** Brief 1 **
Answer these questions about the forum post that comes before the listing.
(a) Between which sets does the function $f$ map?
(b) How does the forum post define the negative part $f^-(x)$?
(c) Which set does the writer say would fail to be convex if $f^-$ were not globally Lipschitz continuous?

** Source extract **

Negative part of convex function is globally Lipschitz continuous?

Suppose $f:R^n\to R$ is a convex function. Define the the negative part $f^- (x) = |\min\{0, f(x) \}|$. Is $f^-(x)$ globally Lipschitz continuous in $x$?

I think it is since if it not then the epigraph of $f$ is not a convex set and we have a contradiction.

Edit: Let me clarify my thinking. I think $f^-$ is globally Lipschitz continuous because if it is not, then the epigraph of $f$ is not a convex set. But I don't know how to show this.

** Input data **
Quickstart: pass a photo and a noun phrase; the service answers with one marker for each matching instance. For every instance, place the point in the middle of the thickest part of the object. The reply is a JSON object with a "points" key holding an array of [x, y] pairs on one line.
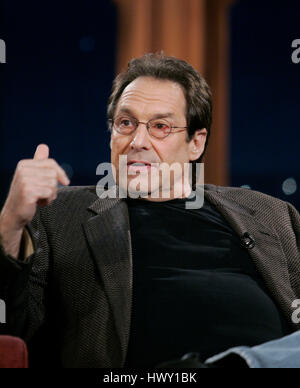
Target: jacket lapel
{"points": [[108, 235]]}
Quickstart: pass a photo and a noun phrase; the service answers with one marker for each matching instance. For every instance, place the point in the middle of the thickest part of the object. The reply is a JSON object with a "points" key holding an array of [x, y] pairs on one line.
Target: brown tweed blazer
{"points": [[74, 294]]}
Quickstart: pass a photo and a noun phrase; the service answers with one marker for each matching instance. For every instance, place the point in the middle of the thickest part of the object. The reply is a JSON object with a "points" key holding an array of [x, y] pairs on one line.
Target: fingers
{"points": [[41, 152]]}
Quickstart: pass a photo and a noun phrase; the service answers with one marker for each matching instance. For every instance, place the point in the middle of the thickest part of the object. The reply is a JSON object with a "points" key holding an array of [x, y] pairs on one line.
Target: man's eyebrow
{"points": [[154, 116]]}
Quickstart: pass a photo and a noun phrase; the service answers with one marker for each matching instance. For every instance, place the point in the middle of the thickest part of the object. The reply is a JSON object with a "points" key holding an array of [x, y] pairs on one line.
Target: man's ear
{"points": [[197, 144]]}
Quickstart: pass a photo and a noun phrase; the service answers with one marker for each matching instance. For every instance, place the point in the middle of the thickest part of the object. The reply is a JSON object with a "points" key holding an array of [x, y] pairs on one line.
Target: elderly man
{"points": [[143, 280]]}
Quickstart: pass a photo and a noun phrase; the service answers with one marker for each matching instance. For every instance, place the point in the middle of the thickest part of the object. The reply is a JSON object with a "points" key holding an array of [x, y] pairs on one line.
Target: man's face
{"points": [[145, 99]]}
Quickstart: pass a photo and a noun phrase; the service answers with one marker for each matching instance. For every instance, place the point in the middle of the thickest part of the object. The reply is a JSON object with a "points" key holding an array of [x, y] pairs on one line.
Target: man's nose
{"points": [[141, 138]]}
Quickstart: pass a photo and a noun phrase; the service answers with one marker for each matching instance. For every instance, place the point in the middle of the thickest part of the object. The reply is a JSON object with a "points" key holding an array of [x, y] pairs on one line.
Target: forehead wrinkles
{"points": [[165, 96]]}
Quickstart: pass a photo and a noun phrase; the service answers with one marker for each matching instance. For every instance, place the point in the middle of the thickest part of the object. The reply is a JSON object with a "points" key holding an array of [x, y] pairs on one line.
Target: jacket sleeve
{"points": [[295, 220], [23, 285]]}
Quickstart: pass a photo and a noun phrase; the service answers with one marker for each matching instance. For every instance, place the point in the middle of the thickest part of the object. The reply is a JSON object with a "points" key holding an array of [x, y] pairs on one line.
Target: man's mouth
{"points": [[138, 166]]}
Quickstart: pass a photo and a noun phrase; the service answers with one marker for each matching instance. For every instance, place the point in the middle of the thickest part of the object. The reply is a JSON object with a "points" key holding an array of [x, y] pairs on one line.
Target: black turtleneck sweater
{"points": [[195, 288]]}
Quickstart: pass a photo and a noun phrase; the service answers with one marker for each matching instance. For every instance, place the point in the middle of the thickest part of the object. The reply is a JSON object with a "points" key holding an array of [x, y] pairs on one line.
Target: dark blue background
{"points": [[265, 100], [60, 66]]}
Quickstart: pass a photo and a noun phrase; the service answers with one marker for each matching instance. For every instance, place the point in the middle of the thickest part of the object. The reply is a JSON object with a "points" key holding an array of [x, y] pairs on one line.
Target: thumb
{"points": [[41, 152]]}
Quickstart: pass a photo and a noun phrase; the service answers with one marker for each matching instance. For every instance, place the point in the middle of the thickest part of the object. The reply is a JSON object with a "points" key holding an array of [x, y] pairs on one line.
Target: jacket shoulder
{"points": [[247, 196]]}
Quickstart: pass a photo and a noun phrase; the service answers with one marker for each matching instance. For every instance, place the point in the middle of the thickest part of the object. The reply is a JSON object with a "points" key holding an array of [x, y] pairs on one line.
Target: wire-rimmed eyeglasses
{"points": [[158, 128]]}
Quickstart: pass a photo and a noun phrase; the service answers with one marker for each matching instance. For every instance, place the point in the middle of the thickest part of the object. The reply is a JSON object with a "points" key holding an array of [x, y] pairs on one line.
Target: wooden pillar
{"points": [[193, 30]]}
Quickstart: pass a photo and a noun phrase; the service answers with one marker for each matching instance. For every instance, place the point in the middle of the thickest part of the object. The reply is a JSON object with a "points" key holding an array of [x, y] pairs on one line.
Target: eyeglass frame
{"points": [[111, 126]]}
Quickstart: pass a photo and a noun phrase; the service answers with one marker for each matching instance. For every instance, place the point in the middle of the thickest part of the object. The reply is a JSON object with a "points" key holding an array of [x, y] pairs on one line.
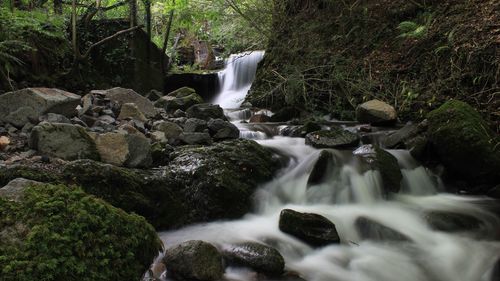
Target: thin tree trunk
{"points": [[164, 67]]}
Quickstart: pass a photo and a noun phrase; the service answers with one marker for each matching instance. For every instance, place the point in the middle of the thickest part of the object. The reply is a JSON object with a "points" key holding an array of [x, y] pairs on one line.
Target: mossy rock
{"points": [[218, 181], [60, 233], [133, 190], [465, 144]]}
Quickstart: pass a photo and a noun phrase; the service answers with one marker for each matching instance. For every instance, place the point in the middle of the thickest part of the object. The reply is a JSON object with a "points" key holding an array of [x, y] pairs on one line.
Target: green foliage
{"points": [[60, 233]]}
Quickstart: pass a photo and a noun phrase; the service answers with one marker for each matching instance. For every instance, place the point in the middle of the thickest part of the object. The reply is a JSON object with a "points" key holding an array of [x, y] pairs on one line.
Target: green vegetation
{"points": [[60, 233]]}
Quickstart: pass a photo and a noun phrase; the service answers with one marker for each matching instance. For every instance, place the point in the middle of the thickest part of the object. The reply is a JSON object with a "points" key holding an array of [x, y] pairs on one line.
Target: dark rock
{"points": [[452, 222], [64, 141], [182, 99], [223, 130], [194, 125], [259, 118], [285, 114], [261, 258], [218, 181], [311, 228], [464, 143], [376, 112], [334, 138], [27, 105], [205, 111], [195, 138], [323, 166], [194, 260], [373, 230]]}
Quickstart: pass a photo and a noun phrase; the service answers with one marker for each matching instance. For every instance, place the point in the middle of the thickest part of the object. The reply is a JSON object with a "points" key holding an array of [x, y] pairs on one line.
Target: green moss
{"points": [[69, 235], [464, 142]]}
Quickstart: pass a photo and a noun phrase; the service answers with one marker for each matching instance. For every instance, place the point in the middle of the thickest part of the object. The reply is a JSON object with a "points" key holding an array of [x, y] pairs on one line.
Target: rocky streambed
{"points": [[87, 178]]}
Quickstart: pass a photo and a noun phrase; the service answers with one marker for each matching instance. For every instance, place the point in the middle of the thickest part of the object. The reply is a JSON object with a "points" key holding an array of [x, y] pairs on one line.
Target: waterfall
{"points": [[236, 78]]}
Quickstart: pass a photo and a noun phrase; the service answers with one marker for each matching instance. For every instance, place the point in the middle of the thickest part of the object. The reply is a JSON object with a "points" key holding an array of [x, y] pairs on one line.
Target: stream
{"points": [[347, 193]]}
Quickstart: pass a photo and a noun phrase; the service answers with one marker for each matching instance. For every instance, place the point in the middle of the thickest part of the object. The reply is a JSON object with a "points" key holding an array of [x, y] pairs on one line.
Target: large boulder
{"points": [[120, 96], [64, 141], [122, 148], [206, 112], [27, 105], [336, 137], [139, 191], [464, 143], [194, 260], [218, 181], [61, 233], [259, 257], [313, 229], [376, 112], [182, 99]]}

** Brief 2 **
Gather every line of the listing above that contains the word "green". Case counts.

** Written response 1 **
(a) From $R^n$ to $R$.
(b) $f^-(x) = |\min\{0, f(x)\}|$.
(c) The epigraph of $f$.

** Written response 2 **
Target: green foliage
Target: green vegetation
Target: green moss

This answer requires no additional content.